## To be done
Write out all of the data without omission, exactly as shown.

## Information given

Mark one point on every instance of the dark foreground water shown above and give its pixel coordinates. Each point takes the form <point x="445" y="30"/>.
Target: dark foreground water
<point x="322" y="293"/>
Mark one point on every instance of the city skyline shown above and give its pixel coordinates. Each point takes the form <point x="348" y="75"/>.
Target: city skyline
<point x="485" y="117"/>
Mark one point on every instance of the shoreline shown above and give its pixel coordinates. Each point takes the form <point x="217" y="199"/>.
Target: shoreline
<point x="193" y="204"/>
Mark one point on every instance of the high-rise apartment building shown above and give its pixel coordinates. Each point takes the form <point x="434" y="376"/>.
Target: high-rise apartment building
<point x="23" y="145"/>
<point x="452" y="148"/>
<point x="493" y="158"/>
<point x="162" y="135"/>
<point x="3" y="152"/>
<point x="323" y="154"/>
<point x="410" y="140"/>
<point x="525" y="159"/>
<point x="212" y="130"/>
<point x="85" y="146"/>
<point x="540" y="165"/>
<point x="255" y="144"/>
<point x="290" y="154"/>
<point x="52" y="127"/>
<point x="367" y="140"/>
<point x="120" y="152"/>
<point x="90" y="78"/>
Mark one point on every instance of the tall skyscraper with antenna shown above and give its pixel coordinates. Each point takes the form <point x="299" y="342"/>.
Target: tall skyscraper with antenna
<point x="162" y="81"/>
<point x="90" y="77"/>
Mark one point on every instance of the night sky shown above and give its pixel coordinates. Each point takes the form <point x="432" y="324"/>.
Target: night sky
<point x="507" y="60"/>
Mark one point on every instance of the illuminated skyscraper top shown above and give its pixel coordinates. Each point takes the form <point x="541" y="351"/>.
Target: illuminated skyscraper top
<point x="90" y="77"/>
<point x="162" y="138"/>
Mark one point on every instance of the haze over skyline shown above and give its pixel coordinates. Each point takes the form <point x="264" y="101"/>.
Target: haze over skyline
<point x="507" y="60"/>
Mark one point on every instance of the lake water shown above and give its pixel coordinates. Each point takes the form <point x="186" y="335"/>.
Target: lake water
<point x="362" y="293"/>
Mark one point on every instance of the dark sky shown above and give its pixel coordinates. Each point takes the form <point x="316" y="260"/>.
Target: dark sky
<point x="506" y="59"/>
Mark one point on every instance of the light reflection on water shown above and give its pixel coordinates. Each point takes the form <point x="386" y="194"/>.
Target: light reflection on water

## Final answer
Mark one point on every instance of the dark foreground water shown above and give its pixel coordinates. Each point takes the form <point x="445" y="30"/>.
Target: dark foreground water
<point x="322" y="293"/>
Mark one point on every instance of the city skyline shown above and give its pixel coordinates. Each point takes the form <point x="348" y="75"/>.
Target: city skyline
<point x="485" y="117"/>
Mark one point on every instance of the shoreline shown above and give its pixel coordinates. Each point takes the form <point x="217" y="199"/>.
Target: shoreline
<point x="193" y="204"/>
Mark one point on every instance of the high-rise apartment building shown above and give its pixel coordinates. Each point takes the form <point x="434" y="376"/>.
Target: high-rise apartment building
<point x="23" y="145"/>
<point x="452" y="148"/>
<point x="493" y="158"/>
<point x="162" y="135"/>
<point x="3" y="152"/>
<point x="323" y="154"/>
<point x="410" y="140"/>
<point x="525" y="159"/>
<point x="212" y="130"/>
<point x="85" y="146"/>
<point x="540" y="165"/>
<point x="255" y="144"/>
<point x="290" y="154"/>
<point x="52" y="127"/>
<point x="367" y="140"/>
<point x="120" y="152"/>
<point x="90" y="78"/>
Mark one point on every instance of the tall skyscraper with antenna shown above and give its pixel coordinates. Each point takes the form <point x="299" y="342"/>.
Target: tall skyscraper with antenna
<point x="162" y="81"/>
<point x="90" y="77"/>
Mark one point on every instance of the night sky shown above and give its pixel coordinates. Each point takes the form <point x="432" y="324"/>.
Target: night sky
<point x="507" y="60"/>
Mark one point on every instance of the illuminated skyscraper top shown above and give its pixel coordinates. Each point takes the form <point x="541" y="351"/>.
Target: illuminated skyscraper top
<point x="90" y="77"/>
<point x="162" y="138"/>
Mark one point on every instance of the haze over skyline shown above and give its pixel coordinates. Each point takes the form <point x="264" y="101"/>.
Target: haze over skyline
<point x="507" y="60"/>
Mark one point on every instance of the lake water shown above and give its pixel coordinates. Each point takes the form <point x="186" y="335"/>.
Target: lake water
<point x="362" y="293"/>
Mark one point on every instance of the dark sky shown above and give its pixel coordinates. Each point takes the form <point x="316" y="260"/>.
Target: dark sky
<point x="506" y="59"/>
Mark one point on every instance of the light reflection on water shown above and give its pixel coordinates. Each point takes the form <point x="386" y="194"/>.
Target: light reflection on water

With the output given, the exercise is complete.